▶ [Trabalho a concluir]:
1) De acordo com a neurologista citada no texto sobre sono, por que dormir mal provoca alterações de comportamento? Responda em uma a três frases.
2) Traduza para o inglês esta frase do texto sobre sono: "Para as pessoas naturalmente ansiosas, o quadro pode ser ainda pior."
3) Retome o texto sobre sono e emoções a partir da última frase apresentada.

====== Texto

Se você anda adotando estratégias erradas no dia a dia, convivendo com desempenhos baixos e discutindo sem motivo aparente, preste atenção no seu sono. Novas pesquisas confirmam que uma noite maldormida destrambelha o processamento das emoções, compromete o raciocínio e até debilita a memória.
Segundo um estudo do Laboratório de Sono e Neuroimagem da Universidade de Berkeley, nos Estados Unidos, indivíduos que passam pouco tempo na cama por apenas uma noite já ficam mais aflitos do que o normal ao serem obrigados a cumprir uma tarefa desafiadora. Exames de imagem retratam que a privação do sono catapulta o impacto do estresse em áreas do cérebro responsáveis pela atividade emocional, especialmente na amígdala, estrutura relacionada a respostas negativas e a experiências desagradáveis. Para as pessoas naturalmente ansiosas, o quadro pode ser ainda pior.
"O equilíbrio dos sentimentos depende da qualidade do sono, e vice-versa. Sem dormir direito, ocorrem alterações de comportamento, já que a produção de neurotransmissores e hormônios fica desregulada", afirma a neurologista Anna Karla Smith, do Instituto do Sono, em São Paulo.

============
====== Trechos dos dados

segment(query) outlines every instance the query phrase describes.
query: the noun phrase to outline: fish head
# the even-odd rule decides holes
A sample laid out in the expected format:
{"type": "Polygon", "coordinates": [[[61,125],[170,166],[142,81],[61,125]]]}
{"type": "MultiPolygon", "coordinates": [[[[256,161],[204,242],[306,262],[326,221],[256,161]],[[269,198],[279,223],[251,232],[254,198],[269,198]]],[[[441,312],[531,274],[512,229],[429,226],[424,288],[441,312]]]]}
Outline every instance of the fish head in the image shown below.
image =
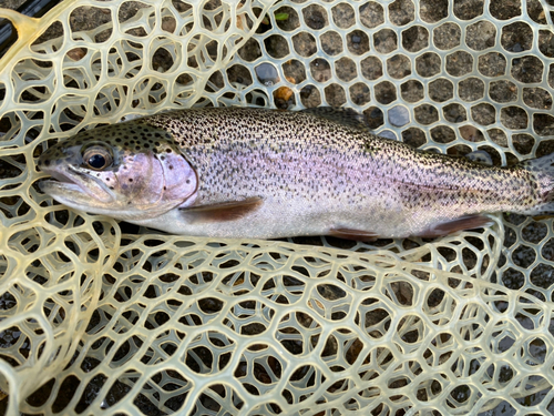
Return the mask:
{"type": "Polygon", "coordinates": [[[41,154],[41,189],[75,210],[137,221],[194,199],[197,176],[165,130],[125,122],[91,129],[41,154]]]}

============
====== Trechos dos dados

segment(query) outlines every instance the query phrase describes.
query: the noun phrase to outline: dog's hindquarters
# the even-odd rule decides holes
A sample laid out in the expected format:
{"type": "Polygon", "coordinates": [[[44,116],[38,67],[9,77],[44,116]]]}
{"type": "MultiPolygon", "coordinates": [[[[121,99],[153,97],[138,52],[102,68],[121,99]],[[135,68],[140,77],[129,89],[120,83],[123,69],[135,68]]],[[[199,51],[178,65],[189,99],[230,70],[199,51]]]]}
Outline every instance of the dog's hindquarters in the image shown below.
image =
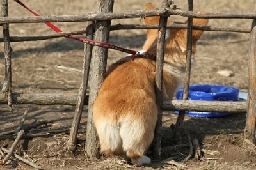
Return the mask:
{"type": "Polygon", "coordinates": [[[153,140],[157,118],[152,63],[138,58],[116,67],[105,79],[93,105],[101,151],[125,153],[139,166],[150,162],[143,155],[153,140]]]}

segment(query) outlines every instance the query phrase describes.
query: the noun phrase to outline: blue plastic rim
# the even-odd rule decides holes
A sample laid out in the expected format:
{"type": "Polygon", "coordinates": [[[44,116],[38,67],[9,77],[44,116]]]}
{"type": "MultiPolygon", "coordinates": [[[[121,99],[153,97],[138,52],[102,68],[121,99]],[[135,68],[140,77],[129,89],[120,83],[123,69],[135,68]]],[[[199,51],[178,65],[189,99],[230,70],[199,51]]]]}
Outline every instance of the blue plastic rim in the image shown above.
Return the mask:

============
====== Trechos dos dados

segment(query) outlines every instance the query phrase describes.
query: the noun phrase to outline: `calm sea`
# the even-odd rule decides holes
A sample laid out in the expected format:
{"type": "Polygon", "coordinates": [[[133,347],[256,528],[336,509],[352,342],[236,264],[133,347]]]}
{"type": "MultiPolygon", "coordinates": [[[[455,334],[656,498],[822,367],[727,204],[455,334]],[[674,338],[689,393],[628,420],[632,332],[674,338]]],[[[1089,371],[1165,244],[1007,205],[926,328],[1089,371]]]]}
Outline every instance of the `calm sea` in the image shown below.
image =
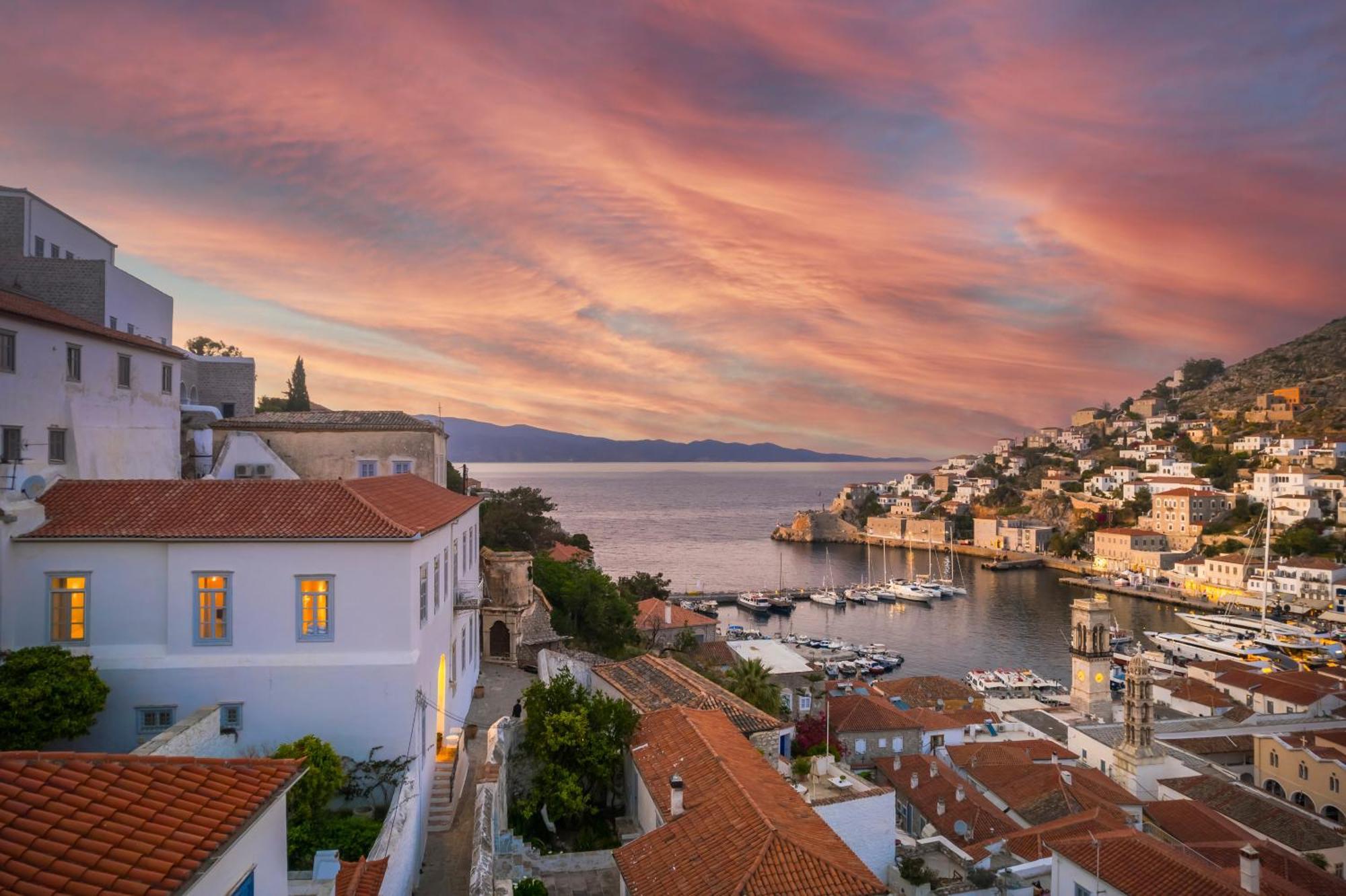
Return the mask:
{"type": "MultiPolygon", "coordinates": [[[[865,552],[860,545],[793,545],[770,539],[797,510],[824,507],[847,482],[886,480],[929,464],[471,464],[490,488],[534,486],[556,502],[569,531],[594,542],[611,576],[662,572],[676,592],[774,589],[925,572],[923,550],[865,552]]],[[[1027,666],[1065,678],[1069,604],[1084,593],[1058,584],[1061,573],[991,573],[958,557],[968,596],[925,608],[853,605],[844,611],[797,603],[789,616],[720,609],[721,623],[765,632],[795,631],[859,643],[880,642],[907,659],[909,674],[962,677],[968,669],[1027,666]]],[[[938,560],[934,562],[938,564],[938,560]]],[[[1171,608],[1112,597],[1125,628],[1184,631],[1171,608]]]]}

============

▶ [Lista de respostas]:
1) Sem dormir direito, a produção de neurotransmissores e hormônios fica desregulada, e isso leva a alterações de comportamento.

2) For naturally anxious people, the situation can be even worse.

3)
Uma das substâncias que vão às alturas quando não dormimos bem atende pelo nome de cortisol. E esse hormônio é conhecido por patrocinar o nervosismo ou até deflagrar uma crise de ansiedade exacerbada. "Aliás, essa molécula aparece em altos níveis nos pacientes com depressão. Talvez seja uma ligação química entre essa doença e a insônia", sugere a bióloga Yara Fleury Van Der Molen, do Ambulatório de Neuro-Sono da Universidade Federal de São Paulo.
Já entre os neurotransmissores mais afetados pelo pouco tempo sob os cobertores se destaca a serotonina, ligada ao bem-estar. Sem um número adequado de horas dormidas, sua concentração no cérebro cai drasticamente. Aí, surgem mais irritação e até sensações dolorosas.
Não pregar os olhos abala inclusive nossas escolhas durante as refeições. Em um segundo levantamento da Universidade de Berkeley, os pesquisadores pediram a adultos que indicassem alguns alimentos de uma lista de 80 opções. Resultado: os voluntários privados de sono tendiam a preferir as guloseimas menos saudáveis. E tem mais: com o auxílio de exames de imagens, os cientistas verificaram que esses participantes apresentavam falhas no lobo frontal, parte do cérebro responsável pela tomada racional de decisões. Em outras palavras, muito provavelmente as poucas horas sonhando atrapalham o desempenho cognitivo de uma forma geral, que vai muito além da mesa de jantar.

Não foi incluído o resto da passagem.